▶ _Fuente_
※ ※ ※

MEDITACIÓN PARA EL PRIMER SÁBADO
3o Misterio Luminoso
El anuncio del Reino de Dios invitando a la conversión
Introducción:
Iniciamos nuestra devoción del Primer Sábado, –atendiendo el pedido que nos hace Nuestra Señora en Fátima–, para desagraviar su Inmaculado Corazón, tan ofendido. La Virgen prometió gracias especiales para quienes el primer sábado de cada mes, comulgase, confesase y rezase el Rosario y meditase sus misterios.
Por ocasión de la Solemnidad de Todos los Santos, contemplaremos el 3o Misterios Luminoso: El anuncio del Reino de Dios invitando a la conversión.
En el Sermón de la Montaña, Nuestro Señor promete el Cielo a aquellos que practicaren la virtud y el bien en este mundo. Los santos que ya se encuentran en el Paraíso nos precedieron en nuestra Patria definitiva y desde allí, interceden en nuestro favor junto a los Sagrados Corazones de Jesús y de María.
Composición de lugar:
Hagamos nuestra composición de lugar imaginando Nuestro Señor en lo alto de una colina. A sus pies, se extienden verdes praderas, donde crecen lirios y flores silvestres. Mas adelantes, se avista el bonito Mar de Galilea. Nuestro Señor comienza a hablar. Una gran multitud lo escucha con atención y encanto.
Oración preparatoria:
Padre nuestro, Ave María y Gloria.
Evangelio de San Mateo (5,1 y ss)

※ ※ ※

▶ _Tareas y ejercicios_
1. Responde con datos de la meditación:
(a) ¿Qué debe hacer el primer sábado de cada mes quien quiera recibir las gracias especiales prometidas por la Virgen?
(b) ¿Con ocasión de qué solemnidad se contempla el tercer misterio luminoso?
(c) ¿Qué mar se avista en la composición de lugar?
2. Según la meditación, ¿por qué y con qué fin se inicia la devoción del Primer Sábado?
El listado proviene de otra fuente distinta de la meditación.

▶ _Listado incluido_
※ ※ ※

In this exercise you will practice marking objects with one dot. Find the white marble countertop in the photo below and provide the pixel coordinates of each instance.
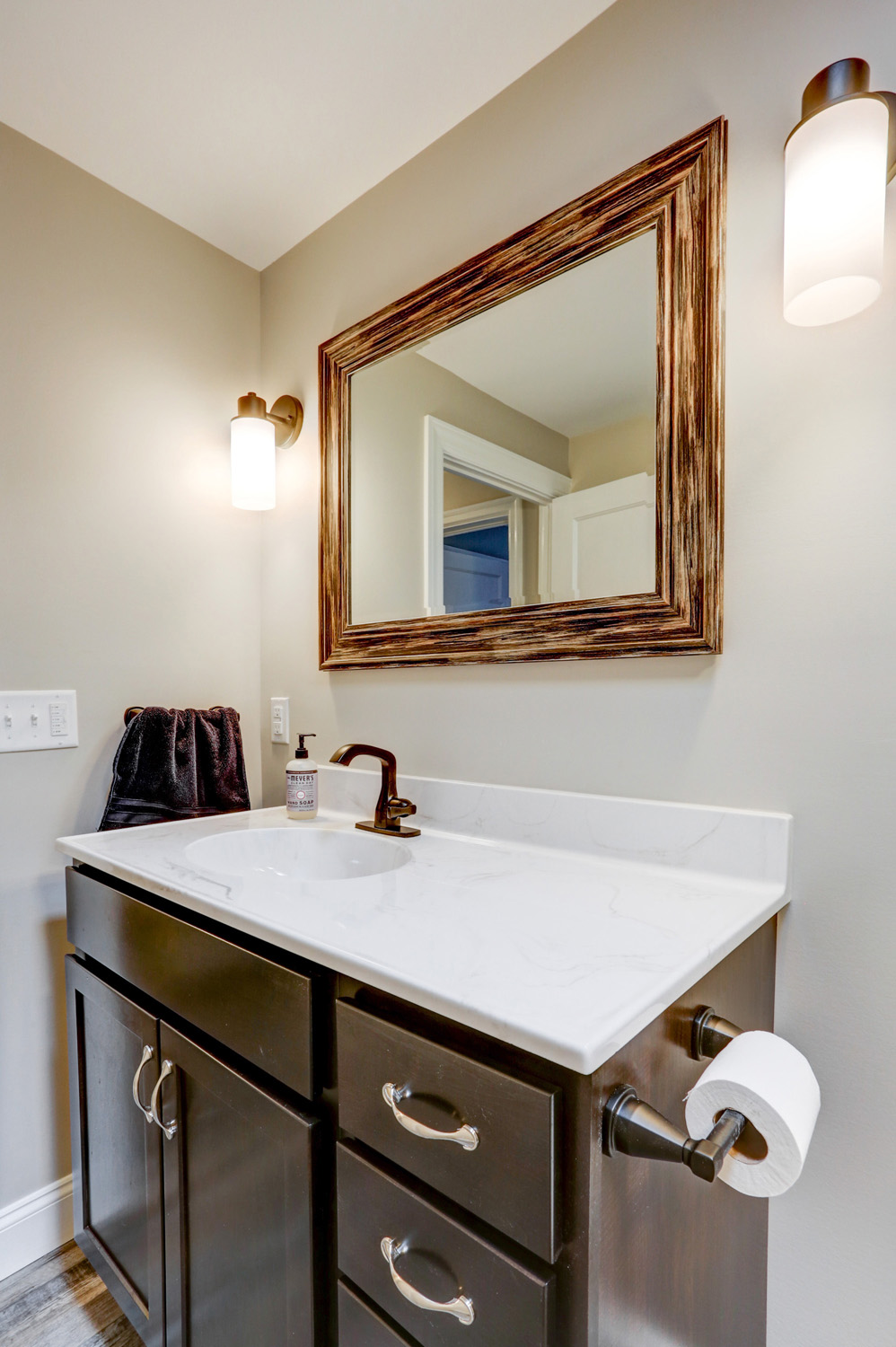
(558, 923)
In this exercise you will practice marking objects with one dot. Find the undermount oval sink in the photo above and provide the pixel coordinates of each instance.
(296, 853)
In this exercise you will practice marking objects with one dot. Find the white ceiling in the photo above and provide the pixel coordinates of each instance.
(575, 353)
(253, 123)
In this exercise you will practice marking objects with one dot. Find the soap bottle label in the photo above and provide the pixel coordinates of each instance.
(301, 792)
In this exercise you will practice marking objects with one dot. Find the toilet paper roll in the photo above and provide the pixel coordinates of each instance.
(774, 1086)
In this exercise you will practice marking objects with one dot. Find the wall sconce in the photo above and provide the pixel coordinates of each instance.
(837, 163)
(255, 434)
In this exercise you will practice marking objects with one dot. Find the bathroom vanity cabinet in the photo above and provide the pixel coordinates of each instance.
(290, 1179)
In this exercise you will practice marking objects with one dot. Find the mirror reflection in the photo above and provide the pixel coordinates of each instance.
(511, 460)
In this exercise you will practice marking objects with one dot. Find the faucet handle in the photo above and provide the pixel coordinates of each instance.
(399, 808)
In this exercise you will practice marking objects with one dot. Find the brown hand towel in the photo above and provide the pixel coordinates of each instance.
(177, 765)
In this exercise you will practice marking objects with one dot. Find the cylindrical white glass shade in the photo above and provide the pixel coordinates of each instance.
(252, 463)
(834, 207)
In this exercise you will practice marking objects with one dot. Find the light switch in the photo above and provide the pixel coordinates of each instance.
(32, 721)
(279, 719)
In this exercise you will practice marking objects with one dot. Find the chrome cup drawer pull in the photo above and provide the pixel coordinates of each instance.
(169, 1128)
(461, 1307)
(467, 1137)
(135, 1087)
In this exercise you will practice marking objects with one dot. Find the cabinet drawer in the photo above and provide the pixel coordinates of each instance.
(439, 1260)
(253, 1007)
(510, 1179)
(360, 1327)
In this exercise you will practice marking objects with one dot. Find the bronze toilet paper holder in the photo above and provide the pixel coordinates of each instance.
(634, 1128)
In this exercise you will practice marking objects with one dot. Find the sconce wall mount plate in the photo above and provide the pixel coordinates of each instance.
(844, 80)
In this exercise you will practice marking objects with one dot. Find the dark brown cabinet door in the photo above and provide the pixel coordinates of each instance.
(237, 1207)
(115, 1149)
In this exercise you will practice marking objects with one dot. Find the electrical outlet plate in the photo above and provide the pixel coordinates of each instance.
(279, 719)
(32, 721)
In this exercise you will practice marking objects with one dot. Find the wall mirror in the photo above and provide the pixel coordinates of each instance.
(523, 460)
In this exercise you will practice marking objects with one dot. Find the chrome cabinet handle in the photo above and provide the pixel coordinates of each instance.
(465, 1136)
(135, 1087)
(461, 1307)
(169, 1128)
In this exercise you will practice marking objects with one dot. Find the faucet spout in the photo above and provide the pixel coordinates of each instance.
(390, 807)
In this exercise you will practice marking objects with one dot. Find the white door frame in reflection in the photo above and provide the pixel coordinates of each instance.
(451, 449)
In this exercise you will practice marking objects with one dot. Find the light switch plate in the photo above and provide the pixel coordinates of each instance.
(279, 719)
(31, 721)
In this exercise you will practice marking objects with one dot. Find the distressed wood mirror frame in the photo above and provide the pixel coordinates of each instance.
(681, 193)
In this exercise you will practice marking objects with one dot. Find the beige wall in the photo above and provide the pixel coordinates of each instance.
(462, 490)
(126, 574)
(388, 404)
(612, 452)
(798, 713)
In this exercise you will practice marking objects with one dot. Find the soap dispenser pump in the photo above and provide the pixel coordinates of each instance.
(302, 783)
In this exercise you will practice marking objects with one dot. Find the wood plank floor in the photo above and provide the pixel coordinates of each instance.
(59, 1301)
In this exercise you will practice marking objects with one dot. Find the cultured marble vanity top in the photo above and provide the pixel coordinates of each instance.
(558, 923)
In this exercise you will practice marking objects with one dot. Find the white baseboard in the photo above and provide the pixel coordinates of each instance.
(35, 1226)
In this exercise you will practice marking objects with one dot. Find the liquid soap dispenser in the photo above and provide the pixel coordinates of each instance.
(302, 784)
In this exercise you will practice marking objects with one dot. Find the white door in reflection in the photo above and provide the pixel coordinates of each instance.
(476, 570)
(602, 539)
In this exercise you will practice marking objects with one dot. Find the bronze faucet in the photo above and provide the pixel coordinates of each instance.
(391, 806)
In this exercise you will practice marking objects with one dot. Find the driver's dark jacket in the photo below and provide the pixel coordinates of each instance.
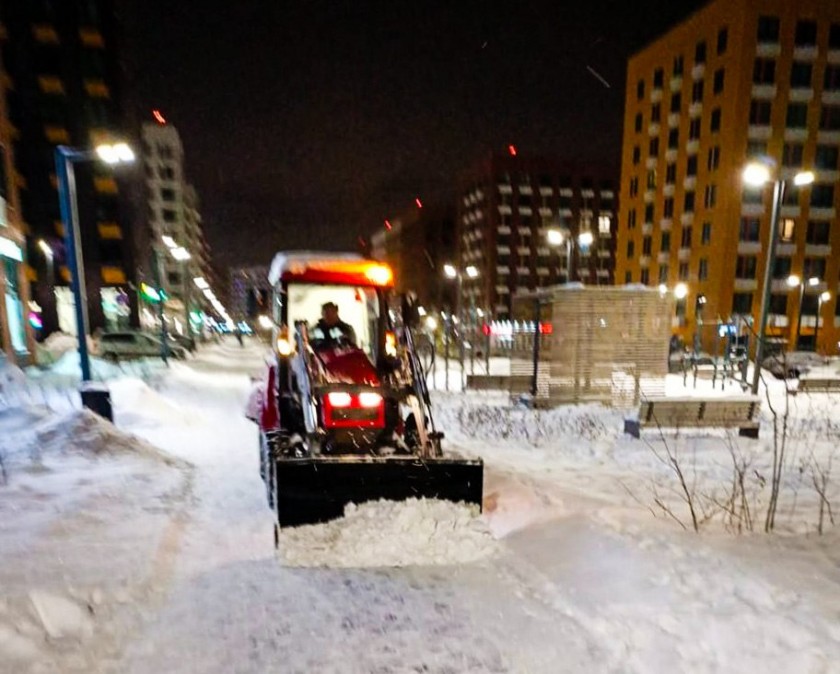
(330, 335)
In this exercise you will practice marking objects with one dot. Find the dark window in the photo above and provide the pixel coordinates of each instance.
(714, 158)
(710, 197)
(718, 81)
(742, 303)
(694, 129)
(830, 118)
(723, 39)
(781, 268)
(822, 196)
(797, 116)
(778, 304)
(750, 230)
(768, 29)
(831, 80)
(658, 77)
(691, 166)
(806, 34)
(673, 138)
(706, 233)
(826, 157)
(676, 102)
(760, 113)
(818, 232)
(800, 75)
(792, 154)
(834, 41)
(764, 71)
(814, 267)
(685, 241)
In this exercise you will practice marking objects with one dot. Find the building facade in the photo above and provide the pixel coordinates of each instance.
(64, 75)
(740, 80)
(417, 244)
(177, 251)
(507, 205)
(16, 339)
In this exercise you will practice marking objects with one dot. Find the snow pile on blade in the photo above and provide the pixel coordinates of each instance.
(416, 532)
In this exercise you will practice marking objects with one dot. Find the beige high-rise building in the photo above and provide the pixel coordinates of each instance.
(739, 80)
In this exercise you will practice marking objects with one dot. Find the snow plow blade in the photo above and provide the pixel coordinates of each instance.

※ ※ ※

▶ _Soluciones_
1.
(a) Comulgar, confesarse, rezar el Rosario y meditar sus misterios.
(b) La Solemnidad de Todos los Santos.
(c) El Mar de Galilea.

2. Se inicia atendiendo el pedido que hizo Nuestra Señora en Fátima. Su fin es desagraviar el Inmaculado Corazón de María, que está muy ofendido.